• _What you will do_
Copy out all of the records below word for word, but leave the pictures out.

• _Input records_
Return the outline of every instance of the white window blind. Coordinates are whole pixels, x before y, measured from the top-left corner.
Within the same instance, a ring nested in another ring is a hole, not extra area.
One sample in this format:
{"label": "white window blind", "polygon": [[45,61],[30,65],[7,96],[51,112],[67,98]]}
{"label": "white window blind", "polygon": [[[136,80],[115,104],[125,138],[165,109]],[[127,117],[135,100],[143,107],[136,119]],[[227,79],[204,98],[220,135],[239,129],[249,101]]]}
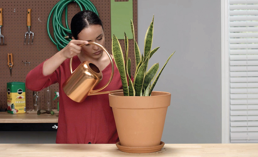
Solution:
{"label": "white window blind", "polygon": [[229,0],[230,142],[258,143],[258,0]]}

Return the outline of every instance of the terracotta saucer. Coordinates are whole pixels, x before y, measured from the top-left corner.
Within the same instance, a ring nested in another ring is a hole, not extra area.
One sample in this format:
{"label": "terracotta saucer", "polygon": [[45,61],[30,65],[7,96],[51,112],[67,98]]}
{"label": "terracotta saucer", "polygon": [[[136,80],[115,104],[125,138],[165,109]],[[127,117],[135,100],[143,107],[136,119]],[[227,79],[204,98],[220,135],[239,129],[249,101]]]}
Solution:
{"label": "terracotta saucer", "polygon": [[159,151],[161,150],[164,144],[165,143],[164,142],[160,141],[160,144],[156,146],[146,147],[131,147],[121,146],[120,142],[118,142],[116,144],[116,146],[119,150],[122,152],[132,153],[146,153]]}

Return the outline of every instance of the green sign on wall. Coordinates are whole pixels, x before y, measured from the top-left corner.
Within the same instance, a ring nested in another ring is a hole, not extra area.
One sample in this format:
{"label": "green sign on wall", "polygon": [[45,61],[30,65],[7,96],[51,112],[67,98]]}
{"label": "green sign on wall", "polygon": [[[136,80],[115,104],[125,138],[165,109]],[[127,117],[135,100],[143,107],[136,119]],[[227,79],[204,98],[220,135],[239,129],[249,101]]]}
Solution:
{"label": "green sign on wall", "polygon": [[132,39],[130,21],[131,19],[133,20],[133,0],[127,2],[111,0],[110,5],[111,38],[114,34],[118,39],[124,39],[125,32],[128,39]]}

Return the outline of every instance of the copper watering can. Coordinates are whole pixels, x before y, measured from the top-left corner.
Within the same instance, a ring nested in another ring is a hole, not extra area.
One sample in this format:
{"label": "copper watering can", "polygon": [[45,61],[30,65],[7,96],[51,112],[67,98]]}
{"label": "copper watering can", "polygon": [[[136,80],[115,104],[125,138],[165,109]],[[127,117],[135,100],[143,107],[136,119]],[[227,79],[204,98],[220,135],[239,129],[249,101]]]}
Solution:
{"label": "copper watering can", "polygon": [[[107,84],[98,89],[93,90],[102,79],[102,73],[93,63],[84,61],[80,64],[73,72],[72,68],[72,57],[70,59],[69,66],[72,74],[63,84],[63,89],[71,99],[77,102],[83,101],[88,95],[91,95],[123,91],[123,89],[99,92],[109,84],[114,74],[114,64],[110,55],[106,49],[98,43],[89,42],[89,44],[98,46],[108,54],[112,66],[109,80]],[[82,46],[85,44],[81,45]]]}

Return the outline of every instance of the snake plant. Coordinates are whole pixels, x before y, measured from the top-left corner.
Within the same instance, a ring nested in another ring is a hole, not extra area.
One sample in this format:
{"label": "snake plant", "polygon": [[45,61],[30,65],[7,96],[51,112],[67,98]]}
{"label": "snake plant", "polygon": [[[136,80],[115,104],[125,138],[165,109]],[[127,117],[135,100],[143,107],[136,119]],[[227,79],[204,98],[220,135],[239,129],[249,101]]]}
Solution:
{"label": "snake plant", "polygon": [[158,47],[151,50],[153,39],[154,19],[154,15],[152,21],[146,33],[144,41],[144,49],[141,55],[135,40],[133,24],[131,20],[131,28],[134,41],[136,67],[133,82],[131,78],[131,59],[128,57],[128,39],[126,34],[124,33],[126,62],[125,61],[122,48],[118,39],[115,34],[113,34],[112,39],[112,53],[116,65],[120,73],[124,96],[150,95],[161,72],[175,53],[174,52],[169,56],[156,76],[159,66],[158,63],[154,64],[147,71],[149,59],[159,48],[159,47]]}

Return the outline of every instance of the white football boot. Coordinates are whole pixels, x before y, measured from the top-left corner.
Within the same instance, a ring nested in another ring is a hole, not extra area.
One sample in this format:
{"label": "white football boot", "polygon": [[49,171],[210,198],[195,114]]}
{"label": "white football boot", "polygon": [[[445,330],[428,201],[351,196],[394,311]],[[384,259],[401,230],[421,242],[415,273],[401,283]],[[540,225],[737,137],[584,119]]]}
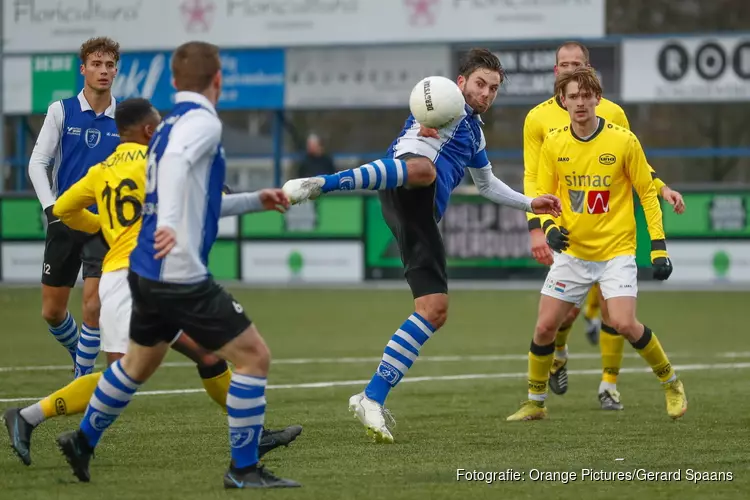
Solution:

• _Expected answer_
Return the outline of every instance of the white window blind. Coordinates are whole pixels, x before y, measured from the top-left corner.
Within the same instance, a ring nested in another ring is a hole, not extra area.
One sample in this format:
{"label": "white window blind", "polygon": [[45,61],[30,65],[7,96],[51,112],[67,98]]}
{"label": "white window blind", "polygon": [[[136,80],[115,104],[125,138],[165,109]],[[127,117],[135,100],[143,107],[136,119]],[[227,79],[204,98],[220,135],[239,129],[249,101]]]}
Solution:
{"label": "white window blind", "polygon": [[229,0],[230,142],[258,143],[258,0]]}

Return the outline of every instance of the terracotta saucer. Coordinates are whole pixels, x before y, measured from the top-left corner.
Within the same instance, a ring nested in another ring is a hole, not extra area.
One sample in this format:
{"label": "terracotta saucer", "polygon": [[45,61],[30,65],[7,96],[51,112],[67,98]]}
{"label": "terracotta saucer", "polygon": [[[136,80],[115,104],[125,138],[165,109]],[[127,117],[135,100],[143,107],[136,119]],[[227,79],[204,98],[220,135],[239,129],[249,101]]]}
Solution:
{"label": "terracotta saucer", "polygon": [[159,151],[161,150],[164,144],[165,143],[164,142],[160,141],[160,144],[156,146],[146,147],[131,147],[121,146],[120,142],[118,142],[116,144],[116,146],[119,150],[122,152],[132,153],[146,153]]}

Return the outline of every instance of the green sign on wall. Coordinates are whole pixels, x before y, measured from the top-left corner.
Within the same instance, a ring nested in another ring is a hole, not extra area.
One sample in this format:
{"label": "green sign on wall", "polygon": [[45,61],[30,65],[7,96],[51,112],[67,98]]}
{"label": "green sign on wall", "polygon": [[[136,80],[115,104],[125,138],[165,109]],[[127,117],[135,100],[143,107],[136,119]],[[227,79],[204,98],[220,135],[239,129],[249,101]]]}
Solution:
{"label": "green sign on wall", "polygon": [[132,39],[130,21],[131,19],[133,20],[133,0],[127,2],[111,0],[110,5],[111,38],[114,34],[118,39],[124,39],[125,32],[128,39]]}

Return the outline of every instance of the copper watering can. Coordinates are whole pixels, x before y, measured from the top-left corner.
Within the same instance, a ring nested in another ring is a hole, not extra area.
One sample in this format:
{"label": "copper watering can", "polygon": [[45,61],[30,65],[7,96],[51,112],[67,98]]}
{"label": "copper watering can", "polygon": [[[136,80],[115,104],[125,138],[165,109]],[[127,117],[135,100],[143,107],[136,119]],[[227,79],[204,98],[220,135],[239,129],[249,101]]]}
Solution:
{"label": "copper watering can", "polygon": [[[107,84],[98,89],[93,90],[102,79],[102,73],[93,63],[84,61],[80,64],[73,72],[72,68],[72,57],[70,59],[69,66],[72,74],[63,84],[63,89],[71,99],[77,102],[83,101],[88,95],[91,95],[123,91],[123,89],[99,92],[109,84],[114,74],[114,64],[110,55],[106,49],[98,43],[89,42],[89,44],[98,46],[108,54],[112,66],[109,80]],[[82,46],[85,44],[81,45]]]}

Return the outline of every instance of the snake plant. Coordinates are whole pixels, x before y, measured from the top-left corner.
Within the same instance, a ring nested in another ring is a hole, not extra area.
One sample in this format:
{"label": "snake plant", "polygon": [[45,61],[30,65],[7,96],[51,112],[67,98]]}
{"label": "snake plant", "polygon": [[[136,80],[115,104],[125,138],[165,109]],[[127,117],[135,100],[143,107],[136,119]],[[227,79],[204,98],[220,135],[239,129],[249,101]]]}
Solution:
{"label": "snake plant", "polygon": [[158,47],[151,50],[153,39],[154,19],[154,15],[152,21],[146,33],[144,41],[144,49],[141,55],[135,40],[133,24],[131,20],[131,28],[134,41],[136,67],[133,82],[131,78],[131,59],[128,57],[128,39],[126,34],[124,33],[126,62],[125,61],[122,48],[118,39],[115,34],[113,34],[112,39],[112,53],[116,65],[120,73],[124,96],[150,95],[161,72],[175,53],[174,52],[169,56],[156,76],[159,66],[158,63],[154,64],[147,71],[149,59],[159,48],[159,47]]}

Return the outline of every instance of the white football boot. Coordinates are whole pixels, x before y, measured from the top-left corner.
Within the same instance, a ring nested in another ring is a hole, not extra area.
One sample in this format:
{"label": "white football boot", "polygon": [[49,171],[210,198],[195,114]]}
{"label": "white football boot", "polygon": [[[445,330],[428,201],[351,196],[394,311]],[[384,259],[401,230],[421,242],[415,273],[401,283]],[[540,225],[737,137],[584,119]]]}
Solution:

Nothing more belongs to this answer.